>> START QUOTED TEXT
Asset appreciation took over, loans were made at 125% of value, Lending portfolios grew fat with more, and more people wanting to own a piece of the American Dream, and the Secondary Markets for loan portfolios went out of control by 1998.

From 1998 to 2008 I think we here know what went wrong, but we are still playing this game that the borrower is the basis of the loans being made.

The price of property has to come down in order for it to be a viable investment. The only way to do that is for more properties to sell at lower prices. That is really hard to do when people see how much property prices have inflated, and that buyers are willing to pay those prices.

I have no idea really how it will settle down other than this new crop of investors, those buying property, will have to make some sacrifices.

14. 14
corndogs says:

RE: David Losh @ 13 – The thing you fail to realize Losh is that back in 1980 houses that you were trying to sell were only about 2200 sq ft and quite modest by todays standard. After 1980 you’re looking at 2800 sq ft houses which are much more elaborate. In Ballard High School area for instance, houses built prior to 1980 are selling for a median of \$500K while the post 1980 houses are around \$800K. Houses today, in general ARE worth much more, so the median affordability is never going to get to where it was, with the current mix. Not to mention the fact that most Western Washington neighborhoods before 1980 were no where near maximum build out, nor were the laws that regulate building anywhere near as costly as they are today.

As has always been the case, there is affordable housing in the Puget Sound area, if you are willing to live in the old houses or houses far out enough to where there is still plenty of available lots to build. You are living in lala land if you think housing in Seattle proper is selling 2 or 3 times more than its actually worth.

Another thing to keep in mind is that home ownership has reduced back to the pre-Clinton levels. Obamas so called ‘middle class’ is not competing for Seattle mid or high tier housing, they are competing for affordable rental housing. The home owner today is part of a smaller group of more affluent citizens. If the economy improves the Obama folks might qualify to buy something someday, but as is quite evident by todays market, their participation is not needed for a ‘normal’ housing market with continually increasing prices rising with inflation.
>> END QUOTED TEXT
>> START DATASET ROWS
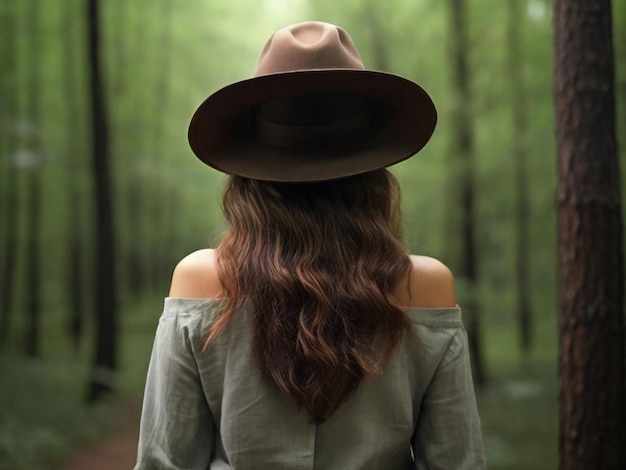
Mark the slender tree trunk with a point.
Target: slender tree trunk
(160, 268)
(378, 44)
(105, 360)
(592, 357)
(8, 258)
(75, 274)
(464, 151)
(32, 332)
(520, 132)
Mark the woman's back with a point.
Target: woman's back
(419, 398)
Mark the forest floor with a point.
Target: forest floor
(116, 451)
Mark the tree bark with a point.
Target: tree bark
(10, 190)
(464, 157)
(592, 357)
(32, 333)
(520, 132)
(105, 360)
(75, 249)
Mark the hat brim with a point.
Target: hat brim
(221, 132)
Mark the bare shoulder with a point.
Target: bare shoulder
(195, 276)
(431, 283)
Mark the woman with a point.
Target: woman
(309, 338)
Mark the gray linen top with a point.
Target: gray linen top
(214, 410)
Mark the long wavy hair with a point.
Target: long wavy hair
(318, 263)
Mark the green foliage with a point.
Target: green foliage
(42, 411)
(162, 59)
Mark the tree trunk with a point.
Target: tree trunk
(32, 332)
(75, 275)
(377, 35)
(592, 345)
(106, 294)
(464, 156)
(520, 133)
(9, 224)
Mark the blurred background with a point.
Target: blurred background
(88, 239)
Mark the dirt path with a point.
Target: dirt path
(118, 451)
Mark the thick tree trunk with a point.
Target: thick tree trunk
(592, 359)
(464, 156)
(106, 294)
(520, 132)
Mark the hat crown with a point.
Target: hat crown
(310, 45)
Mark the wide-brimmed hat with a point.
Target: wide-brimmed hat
(311, 112)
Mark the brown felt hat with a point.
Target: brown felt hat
(311, 112)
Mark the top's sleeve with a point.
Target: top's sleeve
(448, 434)
(177, 430)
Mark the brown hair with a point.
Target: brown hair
(318, 264)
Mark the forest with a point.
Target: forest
(100, 195)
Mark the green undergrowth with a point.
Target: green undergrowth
(44, 416)
(43, 413)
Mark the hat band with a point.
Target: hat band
(289, 136)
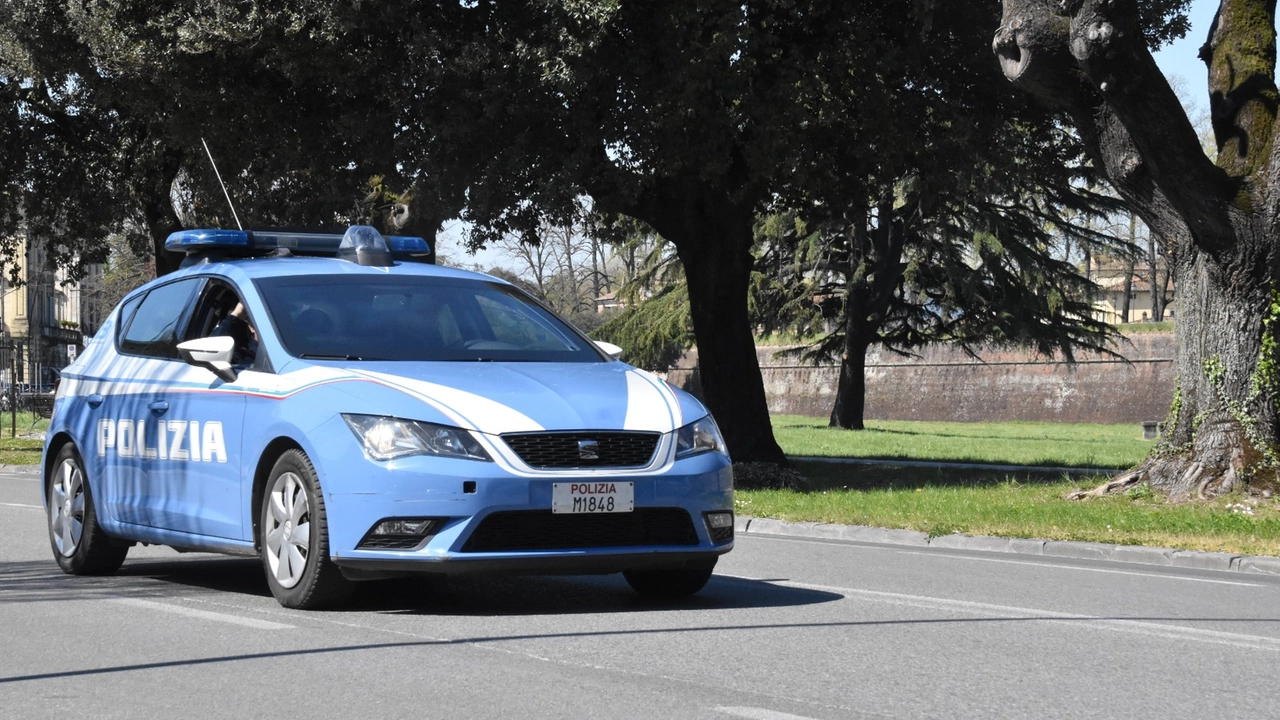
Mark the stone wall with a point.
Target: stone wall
(946, 384)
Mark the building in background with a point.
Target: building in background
(1110, 304)
(45, 320)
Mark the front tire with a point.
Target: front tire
(668, 583)
(295, 538)
(81, 547)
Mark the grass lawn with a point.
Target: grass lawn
(1001, 502)
(1059, 445)
(16, 449)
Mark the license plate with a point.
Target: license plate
(593, 497)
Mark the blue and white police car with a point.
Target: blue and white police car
(343, 410)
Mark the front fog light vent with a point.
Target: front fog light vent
(720, 525)
(400, 533)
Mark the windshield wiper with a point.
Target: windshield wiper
(310, 356)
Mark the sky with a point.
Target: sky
(1179, 57)
(1176, 59)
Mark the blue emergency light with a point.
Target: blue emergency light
(360, 244)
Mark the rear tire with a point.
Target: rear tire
(81, 547)
(668, 583)
(295, 538)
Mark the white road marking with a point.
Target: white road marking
(1095, 569)
(1096, 621)
(1056, 566)
(759, 714)
(202, 614)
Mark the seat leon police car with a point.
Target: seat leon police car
(343, 411)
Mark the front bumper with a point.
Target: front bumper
(517, 533)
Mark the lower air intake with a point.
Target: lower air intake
(542, 529)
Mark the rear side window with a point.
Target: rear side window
(155, 324)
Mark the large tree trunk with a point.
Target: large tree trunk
(713, 238)
(874, 272)
(850, 405)
(1089, 57)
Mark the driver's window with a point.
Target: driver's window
(214, 317)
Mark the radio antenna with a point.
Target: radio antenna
(222, 183)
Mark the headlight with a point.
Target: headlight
(387, 438)
(700, 436)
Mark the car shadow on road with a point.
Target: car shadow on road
(200, 575)
(565, 595)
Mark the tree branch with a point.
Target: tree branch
(1096, 64)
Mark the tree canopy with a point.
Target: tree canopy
(1219, 215)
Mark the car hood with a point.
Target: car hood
(506, 397)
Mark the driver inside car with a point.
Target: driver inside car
(236, 324)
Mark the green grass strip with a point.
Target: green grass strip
(1059, 445)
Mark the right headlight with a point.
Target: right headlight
(699, 436)
(387, 438)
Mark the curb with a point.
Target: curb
(1166, 556)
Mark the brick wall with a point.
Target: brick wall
(945, 384)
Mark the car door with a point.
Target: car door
(126, 413)
(196, 469)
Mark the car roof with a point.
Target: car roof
(255, 268)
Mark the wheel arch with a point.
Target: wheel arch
(54, 447)
(265, 461)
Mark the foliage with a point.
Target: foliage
(114, 101)
(654, 333)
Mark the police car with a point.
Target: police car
(343, 410)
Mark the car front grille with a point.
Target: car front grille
(542, 529)
(584, 449)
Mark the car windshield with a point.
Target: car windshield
(416, 318)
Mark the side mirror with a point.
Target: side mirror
(612, 350)
(213, 354)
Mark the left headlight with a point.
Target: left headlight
(387, 438)
(699, 436)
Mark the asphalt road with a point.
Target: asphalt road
(787, 628)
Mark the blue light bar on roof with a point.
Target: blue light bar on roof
(259, 242)
(193, 241)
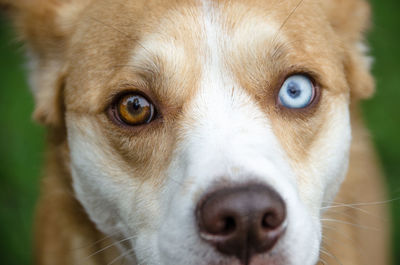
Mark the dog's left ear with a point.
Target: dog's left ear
(45, 27)
(351, 19)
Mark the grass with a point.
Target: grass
(21, 140)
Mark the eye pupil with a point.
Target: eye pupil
(135, 105)
(297, 92)
(293, 90)
(134, 109)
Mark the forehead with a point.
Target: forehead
(165, 45)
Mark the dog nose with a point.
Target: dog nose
(242, 221)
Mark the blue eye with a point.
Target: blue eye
(297, 92)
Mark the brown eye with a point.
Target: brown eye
(134, 109)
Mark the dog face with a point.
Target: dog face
(183, 117)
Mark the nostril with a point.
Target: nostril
(242, 221)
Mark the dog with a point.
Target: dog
(203, 132)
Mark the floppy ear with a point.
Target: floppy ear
(351, 19)
(45, 26)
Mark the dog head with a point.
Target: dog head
(201, 132)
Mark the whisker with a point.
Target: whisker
(363, 203)
(107, 247)
(330, 255)
(123, 255)
(352, 224)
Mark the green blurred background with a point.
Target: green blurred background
(22, 141)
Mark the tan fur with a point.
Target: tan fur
(72, 44)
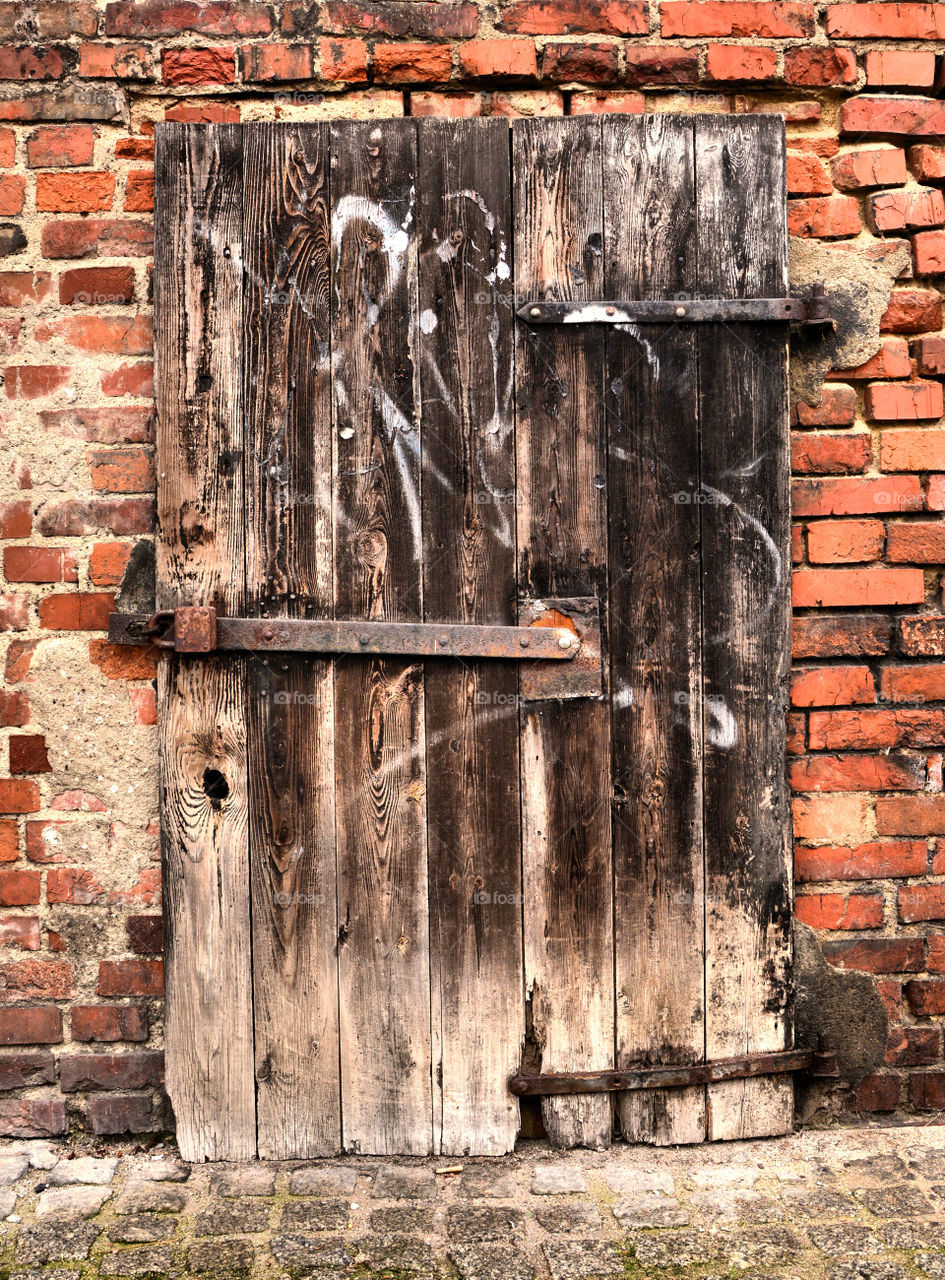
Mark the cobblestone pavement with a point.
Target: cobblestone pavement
(838, 1205)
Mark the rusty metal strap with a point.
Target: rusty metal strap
(820, 1063)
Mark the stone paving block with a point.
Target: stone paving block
(405, 1182)
(492, 1262)
(86, 1169)
(226, 1257)
(581, 1260)
(137, 1262)
(142, 1229)
(468, 1224)
(233, 1219)
(249, 1180)
(150, 1197)
(560, 1219)
(649, 1208)
(315, 1215)
(557, 1179)
(894, 1201)
(83, 1201)
(323, 1180)
(393, 1221)
(64, 1239)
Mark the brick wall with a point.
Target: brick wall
(82, 86)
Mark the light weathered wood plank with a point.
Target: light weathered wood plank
(654, 622)
(197, 284)
(562, 551)
(464, 222)
(383, 938)
(288, 572)
(743, 252)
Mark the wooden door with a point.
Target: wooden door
(395, 882)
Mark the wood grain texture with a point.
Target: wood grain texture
(288, 570)
(200, 560)
(464, 223)
(562, 551)
(740, 193)
(656, 626)
(384, 978)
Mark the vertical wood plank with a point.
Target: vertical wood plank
(384, 978)
(197, 280)
(562, 551)
(654, 622)
(469, 576)
(288, 574)
(743, 252)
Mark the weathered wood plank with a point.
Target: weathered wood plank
(384, 976)
(562, 551)
(654, 622)
(197, 283)
(743, 246)
(464, 222)
(288, 572)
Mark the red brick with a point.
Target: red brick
(861, 730)
(42, 1024)
(816, 65)
(890, 361)
(914, 449)
(96, 286)
(876, 955)
(343, 60)
(840, 912)
(898, 210)
(18, 795)
(77, 611)
(137, 1070)
(269, 63)
(510, 56)
(807, 176)
(117, 62)
(872, 167)
(97, 237)
(885, 859)
(109, 1023)
(927, 163)
(16, 519)
(921, 901)
(40, 565)
(850, 586)
(411, 64)
(896, 117)
(74, 192)
(928, 252)
(31, 382)
(19, 888)
(916, 544)
(19, 288)
(832, 686)
(830, 455)
(893, 21)
(28, 754)
(839, 542)
(857, 497)
(574, 17)
(197, 65)
(131, 978)
(900, 68)
(178, 17)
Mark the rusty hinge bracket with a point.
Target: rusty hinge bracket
(820, 1063)
(812, 312)
(561, 632)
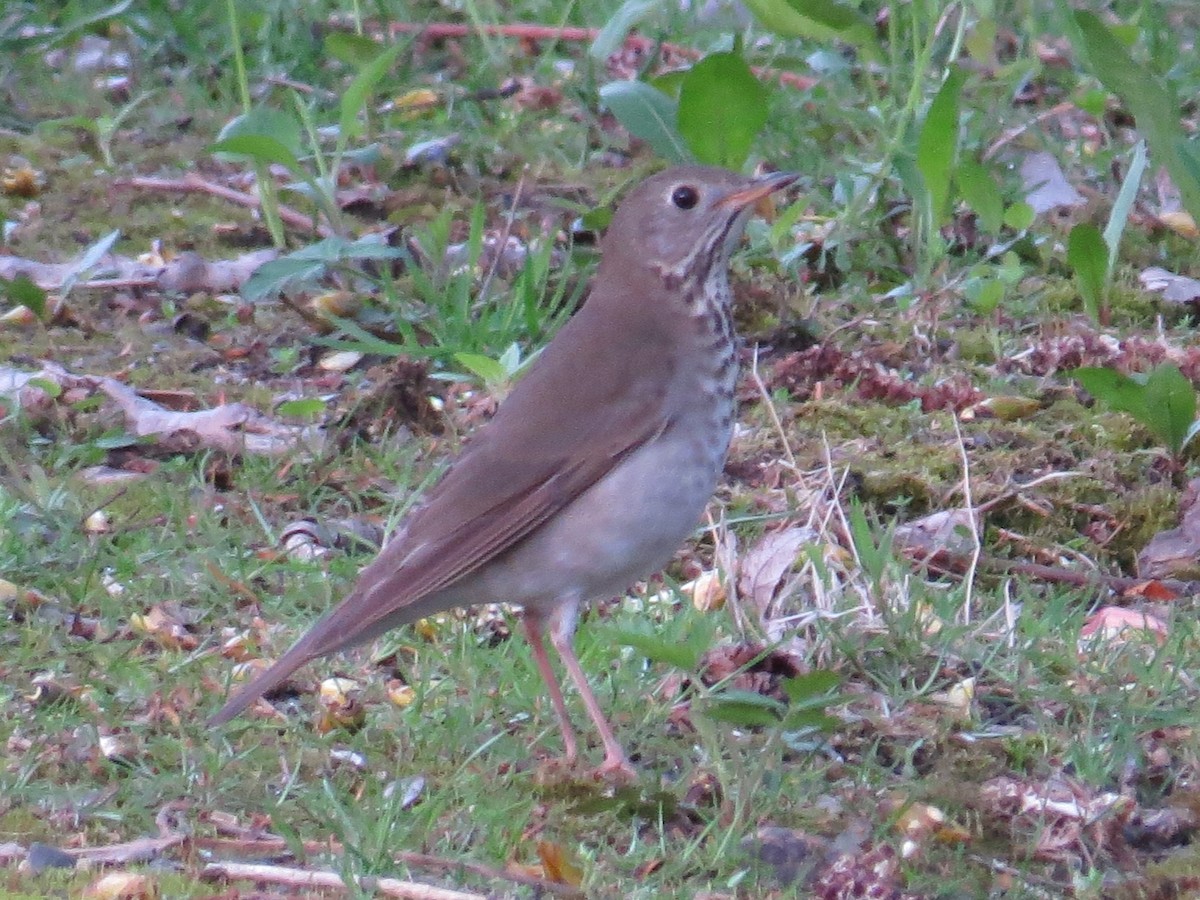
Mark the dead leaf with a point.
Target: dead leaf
>> END DATASET ROWS
GOALS:
1 > List every geographic place named in the housing-market discussion, giving each one once.
2 > Set down, word for word, the stretch of the housing-market discussion from "As has always" through "its actually worth.".
The records are separate material, unrelated to the housing-market discussion.

RESULTS OF THE TASKS:
1 >
Ballard High School area
Western Washington
Puget Sound area
Seattle

2 >
As has always been the case, there is affordable housing in the Puget Sound area, if you are willing to live in the old houses or houses far out enough to where there is still plenty of available lots to build. You are living in lala land if you think housing in Seattle proper is selling 2 or 3 times more than its actually worth.